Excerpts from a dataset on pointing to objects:
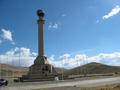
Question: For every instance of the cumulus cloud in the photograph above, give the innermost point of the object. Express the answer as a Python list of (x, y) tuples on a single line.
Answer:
[(113, 12), (0, 41), (25, 57), (53, 26), (69, 61), (18, 56), (63, 15), (7, 35)]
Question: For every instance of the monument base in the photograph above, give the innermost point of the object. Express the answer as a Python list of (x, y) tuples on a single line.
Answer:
[(41, 70)]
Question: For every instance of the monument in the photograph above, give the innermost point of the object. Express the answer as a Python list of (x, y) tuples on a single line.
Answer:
[(41, 69)]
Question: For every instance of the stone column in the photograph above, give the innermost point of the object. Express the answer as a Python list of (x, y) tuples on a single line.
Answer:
[(40, 33)]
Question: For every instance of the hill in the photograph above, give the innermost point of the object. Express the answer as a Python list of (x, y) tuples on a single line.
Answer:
[(90, 68), (7, 70), (93, 68)]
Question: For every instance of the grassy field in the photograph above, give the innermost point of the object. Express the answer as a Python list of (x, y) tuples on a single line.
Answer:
[(111, 87)]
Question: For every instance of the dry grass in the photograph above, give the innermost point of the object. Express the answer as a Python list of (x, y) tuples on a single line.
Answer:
[(111, 87)]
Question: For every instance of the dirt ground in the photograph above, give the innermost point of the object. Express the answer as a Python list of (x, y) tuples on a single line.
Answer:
[(110, 87)]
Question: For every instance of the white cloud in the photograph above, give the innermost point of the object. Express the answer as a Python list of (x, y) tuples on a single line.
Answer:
[(113, 12), (18, 56), (63, 15), (24, 57), (7, 35), (69, 61), (53, 26), (0, 41)]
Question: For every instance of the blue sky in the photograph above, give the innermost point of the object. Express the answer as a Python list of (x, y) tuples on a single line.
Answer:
[(71, 26)]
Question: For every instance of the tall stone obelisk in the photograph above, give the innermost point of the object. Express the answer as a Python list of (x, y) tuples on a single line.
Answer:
[(40, 33), (41, 69)]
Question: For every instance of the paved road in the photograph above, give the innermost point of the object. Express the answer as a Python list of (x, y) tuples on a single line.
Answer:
[(83, 83)]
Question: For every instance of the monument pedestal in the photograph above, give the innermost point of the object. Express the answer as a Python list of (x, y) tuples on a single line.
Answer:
[(41, 70)]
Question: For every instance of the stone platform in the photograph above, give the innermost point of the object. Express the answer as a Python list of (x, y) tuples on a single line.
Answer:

> EXERCISE AIM
Reproduce the lines above verbatim, omitting the pictures from your reproduction.

> SOLUTION
Question: For every instance of the cumulus cloud in the photograph above, give the innermost point of the object. Express the answer as a Python list of (x, y) tuples on a single line.
Answer:
[(113, 12), (0, 41), (25, 57), (53, 26), (69, 61), (18, 56), (63, 15), (7, 35)]
Question: For every instance of the monument base in the photograph above, give the innermost point of the object. Express the answer as a Python list of (x, y) tuples on a single line.
Answer:
[(41, 70)]
Question: For every instance of the monument in the photograph above, give the innermost point of the object. Express the answer as a Python list of (x, y) tuples on a single line.
Answer:
[(41, 69)]
Question: For every instance of the stone column in the photograph above, give the innermost point of the object. Express the answer as a Python list of (x, y) tuples on a single line.
Answer:
[(40, 33)]
Question: For every instance of the hill in the photograph above, give the innermost point of the object. Express the answer as a Python list of (x, y) tuples on a single line.
Answer:
[(90, 68), (7, 70), (93, 68)]
Question: For every instance of the grassy field in the photograph above, give the innermost point of the object. Express the answer as a Python list of (x, y) tuples on a single line.
Answer:
[(111, 87)]
Question: For every instance of the dry grass in the photograph above, give the innermost point of the object. Express the answer as a Python list of (x, y) tuples on a single line.
Answer:
[(111, 87)]
Question: For every instance of the dirt ground in the photograph above, give the innermost point of the object. Express the answer as a Python list of (x, y) tuples on a single line.
Answer:
[(110, 87)]
Question: For every instance of the white cloud in the photograph above, give the innermost point of the object. Express the answer as a Python list of (x, y) tuples on a single line.
Answer:
[(113, 12), (18, 56), (63, 15), (24, 57), (7, 35), (69, 61), (53, 26), (0, 41)]
Question: For every instance of the blue sky in the photograph above, give the innermost point of the object. Express the answer as a Python list of (x, y) tuples on a single line.
Answer:
[(71, 26)]
Question: For every instance of the tall stone obelisk in the photograph above, give the innermost point of the object. Express the answer as a Python list of (x, y) tuples on a single line.
Answer:
[(40, 33), (41, 69)]
Question: For every instance of the paved road in the photograph above, give the innermost point of the object. Express the answer as a Python list of (x, y) tuples on a single line.
Answer:
[(83, 83)]
Question: For every instance of the monument pedestal in the photograph above, give the innermost point of the object. Express the answer as a Python list of (x, y) tuples on a single line.
Answer:
[(41, 70)]
Question: For every instance of the stone platform in the photograph above, give the innermost point of the object. Express the answer as a Python list of (x, y) tuples on a single line.
Answer:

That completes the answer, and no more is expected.